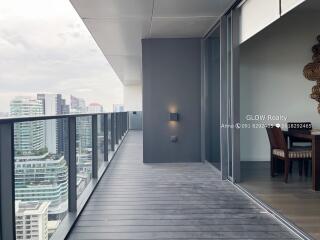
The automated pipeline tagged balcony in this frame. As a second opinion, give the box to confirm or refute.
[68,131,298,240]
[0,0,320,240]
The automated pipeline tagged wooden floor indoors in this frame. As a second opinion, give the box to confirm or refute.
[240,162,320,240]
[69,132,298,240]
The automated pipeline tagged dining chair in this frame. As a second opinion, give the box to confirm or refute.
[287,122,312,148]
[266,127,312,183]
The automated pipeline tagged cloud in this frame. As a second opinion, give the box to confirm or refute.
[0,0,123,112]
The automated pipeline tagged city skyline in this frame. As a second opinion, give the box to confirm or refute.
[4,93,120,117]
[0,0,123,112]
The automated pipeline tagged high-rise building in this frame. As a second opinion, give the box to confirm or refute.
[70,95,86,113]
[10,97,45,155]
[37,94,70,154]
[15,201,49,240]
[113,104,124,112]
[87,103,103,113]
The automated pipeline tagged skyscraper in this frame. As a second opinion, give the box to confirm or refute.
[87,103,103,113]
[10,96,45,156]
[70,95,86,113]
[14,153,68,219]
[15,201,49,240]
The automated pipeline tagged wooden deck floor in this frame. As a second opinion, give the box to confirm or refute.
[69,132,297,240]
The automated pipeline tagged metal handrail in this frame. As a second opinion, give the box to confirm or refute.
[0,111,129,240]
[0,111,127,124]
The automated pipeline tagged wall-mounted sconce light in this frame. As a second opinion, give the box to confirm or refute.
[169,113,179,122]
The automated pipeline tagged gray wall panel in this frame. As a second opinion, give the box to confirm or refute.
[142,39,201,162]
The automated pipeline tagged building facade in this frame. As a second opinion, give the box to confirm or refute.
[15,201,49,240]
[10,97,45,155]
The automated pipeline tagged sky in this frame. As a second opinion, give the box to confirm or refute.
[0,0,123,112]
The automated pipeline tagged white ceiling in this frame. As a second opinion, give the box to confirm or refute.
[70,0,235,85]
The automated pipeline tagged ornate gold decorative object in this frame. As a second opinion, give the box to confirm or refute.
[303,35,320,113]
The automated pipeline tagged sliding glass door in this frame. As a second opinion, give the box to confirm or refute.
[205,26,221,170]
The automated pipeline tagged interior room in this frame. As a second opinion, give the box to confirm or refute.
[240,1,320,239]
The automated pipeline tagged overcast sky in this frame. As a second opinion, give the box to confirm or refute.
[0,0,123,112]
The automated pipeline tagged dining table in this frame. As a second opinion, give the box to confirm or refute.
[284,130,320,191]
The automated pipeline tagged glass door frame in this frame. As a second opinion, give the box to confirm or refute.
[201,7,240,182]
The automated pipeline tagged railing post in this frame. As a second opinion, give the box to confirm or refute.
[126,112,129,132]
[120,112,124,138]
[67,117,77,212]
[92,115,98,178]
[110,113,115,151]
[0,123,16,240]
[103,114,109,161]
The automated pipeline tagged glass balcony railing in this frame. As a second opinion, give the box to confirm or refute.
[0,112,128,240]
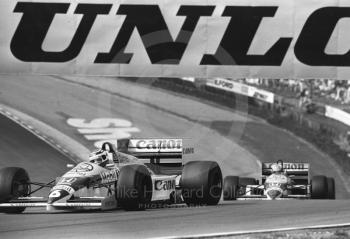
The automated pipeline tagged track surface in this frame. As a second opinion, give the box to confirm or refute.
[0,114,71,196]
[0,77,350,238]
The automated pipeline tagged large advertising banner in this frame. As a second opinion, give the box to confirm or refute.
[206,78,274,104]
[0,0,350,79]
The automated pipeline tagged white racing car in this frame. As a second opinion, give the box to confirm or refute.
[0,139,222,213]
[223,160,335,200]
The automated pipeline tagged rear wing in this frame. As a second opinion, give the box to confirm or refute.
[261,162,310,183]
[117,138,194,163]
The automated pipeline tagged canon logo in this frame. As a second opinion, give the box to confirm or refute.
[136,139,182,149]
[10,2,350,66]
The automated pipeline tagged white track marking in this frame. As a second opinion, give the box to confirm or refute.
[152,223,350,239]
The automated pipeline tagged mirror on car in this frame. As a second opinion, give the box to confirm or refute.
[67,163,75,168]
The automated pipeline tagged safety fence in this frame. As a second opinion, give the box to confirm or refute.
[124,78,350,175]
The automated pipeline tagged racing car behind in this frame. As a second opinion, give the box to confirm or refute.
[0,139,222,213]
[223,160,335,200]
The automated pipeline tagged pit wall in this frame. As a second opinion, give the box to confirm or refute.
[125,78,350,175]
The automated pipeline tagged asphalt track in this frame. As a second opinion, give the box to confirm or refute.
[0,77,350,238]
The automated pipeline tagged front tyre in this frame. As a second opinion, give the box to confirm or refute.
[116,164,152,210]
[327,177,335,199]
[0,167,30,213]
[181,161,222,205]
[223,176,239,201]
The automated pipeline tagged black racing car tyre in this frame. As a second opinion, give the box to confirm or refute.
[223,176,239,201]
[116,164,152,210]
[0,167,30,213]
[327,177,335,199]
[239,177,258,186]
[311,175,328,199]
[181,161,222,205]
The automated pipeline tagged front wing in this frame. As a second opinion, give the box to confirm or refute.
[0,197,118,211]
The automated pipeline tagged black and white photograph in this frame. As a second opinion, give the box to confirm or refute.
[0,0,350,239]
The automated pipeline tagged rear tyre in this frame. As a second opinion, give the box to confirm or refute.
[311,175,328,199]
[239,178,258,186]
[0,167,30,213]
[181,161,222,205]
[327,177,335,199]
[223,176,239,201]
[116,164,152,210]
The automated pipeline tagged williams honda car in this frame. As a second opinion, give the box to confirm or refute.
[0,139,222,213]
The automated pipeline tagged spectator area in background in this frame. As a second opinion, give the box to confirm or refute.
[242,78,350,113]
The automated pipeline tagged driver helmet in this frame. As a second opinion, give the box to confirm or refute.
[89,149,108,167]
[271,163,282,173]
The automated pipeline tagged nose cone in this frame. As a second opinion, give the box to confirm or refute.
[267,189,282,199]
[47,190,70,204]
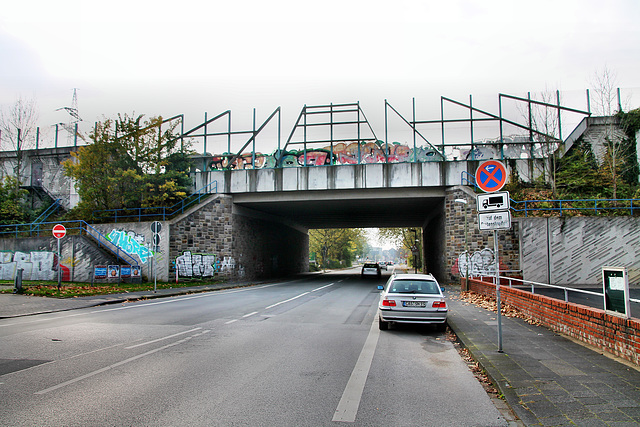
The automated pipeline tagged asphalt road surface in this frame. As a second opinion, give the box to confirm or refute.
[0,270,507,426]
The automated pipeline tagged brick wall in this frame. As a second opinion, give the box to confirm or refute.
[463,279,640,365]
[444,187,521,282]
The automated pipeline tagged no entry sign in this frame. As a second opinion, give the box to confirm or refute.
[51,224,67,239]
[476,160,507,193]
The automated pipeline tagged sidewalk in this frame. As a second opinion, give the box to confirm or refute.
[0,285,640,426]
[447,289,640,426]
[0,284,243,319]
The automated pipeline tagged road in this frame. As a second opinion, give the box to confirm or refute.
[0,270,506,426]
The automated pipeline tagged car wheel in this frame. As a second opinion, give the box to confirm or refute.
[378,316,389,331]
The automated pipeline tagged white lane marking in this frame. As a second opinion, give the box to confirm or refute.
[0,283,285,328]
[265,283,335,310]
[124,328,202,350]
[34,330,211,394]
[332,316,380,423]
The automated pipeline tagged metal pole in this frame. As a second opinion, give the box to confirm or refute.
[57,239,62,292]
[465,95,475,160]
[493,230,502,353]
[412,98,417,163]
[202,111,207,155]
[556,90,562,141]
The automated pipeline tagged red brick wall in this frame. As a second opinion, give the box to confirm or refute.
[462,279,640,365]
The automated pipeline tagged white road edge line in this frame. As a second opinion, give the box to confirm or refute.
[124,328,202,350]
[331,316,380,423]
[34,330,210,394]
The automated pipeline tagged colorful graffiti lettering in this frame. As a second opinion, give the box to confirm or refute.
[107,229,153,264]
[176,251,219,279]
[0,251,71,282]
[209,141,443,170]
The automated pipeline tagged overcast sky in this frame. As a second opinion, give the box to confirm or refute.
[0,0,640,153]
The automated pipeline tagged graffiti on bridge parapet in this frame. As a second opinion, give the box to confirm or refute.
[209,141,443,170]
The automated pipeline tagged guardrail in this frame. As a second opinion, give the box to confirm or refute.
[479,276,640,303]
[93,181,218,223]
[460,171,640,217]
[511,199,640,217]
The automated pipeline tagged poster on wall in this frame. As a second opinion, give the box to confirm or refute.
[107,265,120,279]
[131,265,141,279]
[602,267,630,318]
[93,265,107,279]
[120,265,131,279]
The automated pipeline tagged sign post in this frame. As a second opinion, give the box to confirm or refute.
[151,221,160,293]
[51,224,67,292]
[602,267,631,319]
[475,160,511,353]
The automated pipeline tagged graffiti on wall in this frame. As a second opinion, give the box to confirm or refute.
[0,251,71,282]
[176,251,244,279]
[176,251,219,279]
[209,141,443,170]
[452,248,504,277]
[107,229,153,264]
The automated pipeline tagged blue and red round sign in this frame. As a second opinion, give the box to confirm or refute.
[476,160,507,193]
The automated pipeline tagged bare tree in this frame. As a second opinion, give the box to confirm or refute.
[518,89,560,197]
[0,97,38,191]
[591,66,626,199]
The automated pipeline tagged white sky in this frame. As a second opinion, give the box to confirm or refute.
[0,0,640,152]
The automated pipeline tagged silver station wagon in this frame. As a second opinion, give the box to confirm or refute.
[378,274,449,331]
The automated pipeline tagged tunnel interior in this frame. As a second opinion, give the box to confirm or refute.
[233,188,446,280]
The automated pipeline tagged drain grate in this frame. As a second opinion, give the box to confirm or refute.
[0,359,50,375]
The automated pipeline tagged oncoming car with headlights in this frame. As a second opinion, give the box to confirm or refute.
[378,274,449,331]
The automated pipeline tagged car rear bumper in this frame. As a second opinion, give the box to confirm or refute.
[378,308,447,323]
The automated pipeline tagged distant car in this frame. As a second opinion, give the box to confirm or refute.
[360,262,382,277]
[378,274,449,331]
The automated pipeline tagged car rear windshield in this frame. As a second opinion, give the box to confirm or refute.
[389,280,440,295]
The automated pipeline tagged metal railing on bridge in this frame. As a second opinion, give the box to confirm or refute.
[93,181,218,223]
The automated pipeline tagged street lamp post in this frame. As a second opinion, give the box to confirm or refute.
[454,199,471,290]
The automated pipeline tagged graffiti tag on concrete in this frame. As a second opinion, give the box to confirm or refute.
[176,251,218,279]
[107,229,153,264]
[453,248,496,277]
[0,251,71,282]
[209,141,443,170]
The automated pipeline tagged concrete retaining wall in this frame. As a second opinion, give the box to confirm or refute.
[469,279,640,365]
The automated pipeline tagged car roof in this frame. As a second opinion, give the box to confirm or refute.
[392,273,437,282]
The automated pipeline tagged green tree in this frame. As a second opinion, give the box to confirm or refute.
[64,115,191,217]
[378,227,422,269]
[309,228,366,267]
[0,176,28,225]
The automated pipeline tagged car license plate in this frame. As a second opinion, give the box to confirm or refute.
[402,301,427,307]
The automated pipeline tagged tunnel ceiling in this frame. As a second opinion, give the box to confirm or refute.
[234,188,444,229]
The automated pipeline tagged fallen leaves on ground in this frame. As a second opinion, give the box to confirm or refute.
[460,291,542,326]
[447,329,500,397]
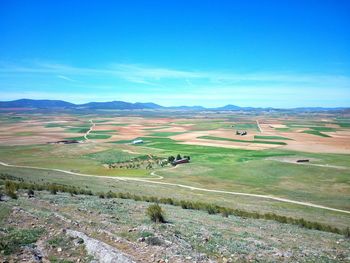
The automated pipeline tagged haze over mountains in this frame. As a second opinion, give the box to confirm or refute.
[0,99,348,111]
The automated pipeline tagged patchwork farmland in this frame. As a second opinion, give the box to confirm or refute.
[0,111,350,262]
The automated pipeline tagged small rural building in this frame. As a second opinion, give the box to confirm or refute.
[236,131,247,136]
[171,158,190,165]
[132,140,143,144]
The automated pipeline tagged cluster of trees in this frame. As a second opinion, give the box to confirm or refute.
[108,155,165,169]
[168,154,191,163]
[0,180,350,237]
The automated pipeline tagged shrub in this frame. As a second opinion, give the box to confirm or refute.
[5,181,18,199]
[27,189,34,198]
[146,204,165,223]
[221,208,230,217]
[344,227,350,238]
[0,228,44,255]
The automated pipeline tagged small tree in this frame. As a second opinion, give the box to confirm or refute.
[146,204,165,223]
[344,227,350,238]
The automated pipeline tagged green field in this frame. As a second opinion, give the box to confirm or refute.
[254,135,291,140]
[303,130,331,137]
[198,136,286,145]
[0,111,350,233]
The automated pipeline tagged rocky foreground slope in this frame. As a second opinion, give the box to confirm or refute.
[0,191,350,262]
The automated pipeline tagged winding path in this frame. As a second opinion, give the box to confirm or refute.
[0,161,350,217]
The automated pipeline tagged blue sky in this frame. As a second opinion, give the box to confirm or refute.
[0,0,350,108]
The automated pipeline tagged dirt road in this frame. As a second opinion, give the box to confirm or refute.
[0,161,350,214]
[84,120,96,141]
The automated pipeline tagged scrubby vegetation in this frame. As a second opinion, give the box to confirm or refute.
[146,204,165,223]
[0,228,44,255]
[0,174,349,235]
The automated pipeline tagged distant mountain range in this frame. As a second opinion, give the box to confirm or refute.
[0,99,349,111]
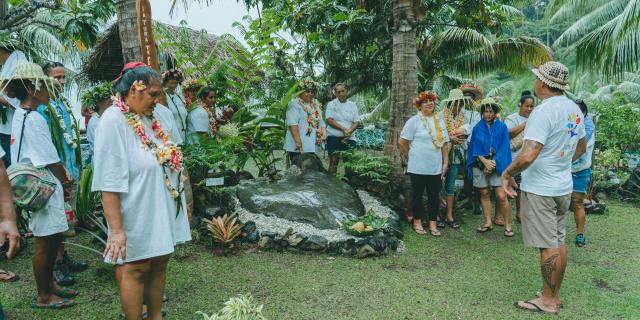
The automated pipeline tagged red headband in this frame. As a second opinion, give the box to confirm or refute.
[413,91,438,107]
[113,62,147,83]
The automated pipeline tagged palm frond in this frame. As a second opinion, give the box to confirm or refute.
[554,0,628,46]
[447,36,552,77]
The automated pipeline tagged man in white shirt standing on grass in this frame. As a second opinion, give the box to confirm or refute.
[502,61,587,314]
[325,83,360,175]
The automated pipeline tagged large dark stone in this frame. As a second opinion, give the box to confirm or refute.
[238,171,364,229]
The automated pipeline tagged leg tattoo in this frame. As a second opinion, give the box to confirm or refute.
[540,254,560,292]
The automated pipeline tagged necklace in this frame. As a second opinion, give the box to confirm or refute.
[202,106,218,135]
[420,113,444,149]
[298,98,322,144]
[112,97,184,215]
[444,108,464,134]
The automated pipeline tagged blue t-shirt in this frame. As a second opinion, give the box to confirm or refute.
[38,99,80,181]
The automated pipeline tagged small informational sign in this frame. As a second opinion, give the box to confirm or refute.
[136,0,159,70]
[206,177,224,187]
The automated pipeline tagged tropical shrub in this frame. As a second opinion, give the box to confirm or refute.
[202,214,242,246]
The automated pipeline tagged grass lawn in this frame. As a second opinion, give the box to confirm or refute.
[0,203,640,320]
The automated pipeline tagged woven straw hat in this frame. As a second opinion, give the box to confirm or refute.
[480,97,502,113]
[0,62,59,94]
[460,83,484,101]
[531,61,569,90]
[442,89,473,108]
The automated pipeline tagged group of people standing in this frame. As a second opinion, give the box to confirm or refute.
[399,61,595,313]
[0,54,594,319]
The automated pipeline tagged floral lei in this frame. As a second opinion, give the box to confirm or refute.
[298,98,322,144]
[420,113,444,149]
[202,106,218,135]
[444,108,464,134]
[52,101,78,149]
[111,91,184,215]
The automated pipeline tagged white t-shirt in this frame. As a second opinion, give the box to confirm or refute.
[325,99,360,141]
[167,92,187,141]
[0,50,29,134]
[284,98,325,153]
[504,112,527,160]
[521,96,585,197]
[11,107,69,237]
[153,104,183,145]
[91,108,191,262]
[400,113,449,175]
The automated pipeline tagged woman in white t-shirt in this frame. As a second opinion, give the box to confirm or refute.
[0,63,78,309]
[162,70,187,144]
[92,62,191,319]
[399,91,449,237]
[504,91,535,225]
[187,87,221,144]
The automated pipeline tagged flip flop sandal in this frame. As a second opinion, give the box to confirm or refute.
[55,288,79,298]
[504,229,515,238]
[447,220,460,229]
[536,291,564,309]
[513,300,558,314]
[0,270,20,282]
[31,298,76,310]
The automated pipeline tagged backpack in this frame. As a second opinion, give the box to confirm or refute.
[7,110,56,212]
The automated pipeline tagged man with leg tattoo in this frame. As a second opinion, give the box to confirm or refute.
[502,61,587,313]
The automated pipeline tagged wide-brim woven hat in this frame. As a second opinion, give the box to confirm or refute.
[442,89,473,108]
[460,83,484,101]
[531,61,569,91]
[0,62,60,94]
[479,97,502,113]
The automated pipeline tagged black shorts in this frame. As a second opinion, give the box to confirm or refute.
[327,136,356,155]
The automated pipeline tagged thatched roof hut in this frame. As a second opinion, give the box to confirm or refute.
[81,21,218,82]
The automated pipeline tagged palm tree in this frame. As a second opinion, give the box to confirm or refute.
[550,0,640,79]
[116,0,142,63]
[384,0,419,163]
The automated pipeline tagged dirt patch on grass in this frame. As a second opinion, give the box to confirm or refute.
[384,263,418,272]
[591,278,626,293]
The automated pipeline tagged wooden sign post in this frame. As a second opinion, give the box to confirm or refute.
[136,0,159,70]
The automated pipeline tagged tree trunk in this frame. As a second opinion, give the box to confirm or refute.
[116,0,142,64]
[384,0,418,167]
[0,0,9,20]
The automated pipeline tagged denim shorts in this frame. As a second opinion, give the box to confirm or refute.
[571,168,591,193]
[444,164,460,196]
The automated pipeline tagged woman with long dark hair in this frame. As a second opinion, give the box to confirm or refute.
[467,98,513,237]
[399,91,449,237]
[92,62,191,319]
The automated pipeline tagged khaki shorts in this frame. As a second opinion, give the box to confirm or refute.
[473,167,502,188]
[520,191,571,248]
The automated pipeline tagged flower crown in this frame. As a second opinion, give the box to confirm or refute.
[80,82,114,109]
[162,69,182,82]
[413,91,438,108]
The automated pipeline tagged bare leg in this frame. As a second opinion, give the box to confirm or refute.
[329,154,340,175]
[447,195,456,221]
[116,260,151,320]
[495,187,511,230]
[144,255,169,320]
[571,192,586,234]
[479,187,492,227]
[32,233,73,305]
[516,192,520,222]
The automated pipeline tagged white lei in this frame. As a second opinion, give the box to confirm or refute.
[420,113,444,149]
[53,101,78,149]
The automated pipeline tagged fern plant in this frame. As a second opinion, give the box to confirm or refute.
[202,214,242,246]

> What is required: Convert the records from the line with "The automated pipeline tagged woman with" through the line with "[520,191,571,248]" into a two-column CSV with the headers record_text and answer. Put one row per record, quote every field, and turn line breaks into spaces.

> Solution for this problem:
record_text,answer
"The automated pipeline tagged woman with long dark hair in this frame. As a second opinion, give the box to confirm or refute.","[467,98,513,237] [399,91,449,237] [92,62,191,319]"
"The automated pipeline tagged khaki shorts in this frame. As a second opinion, give the box to confirm or refute.","[473,167,502,188] [520,191,571,248]"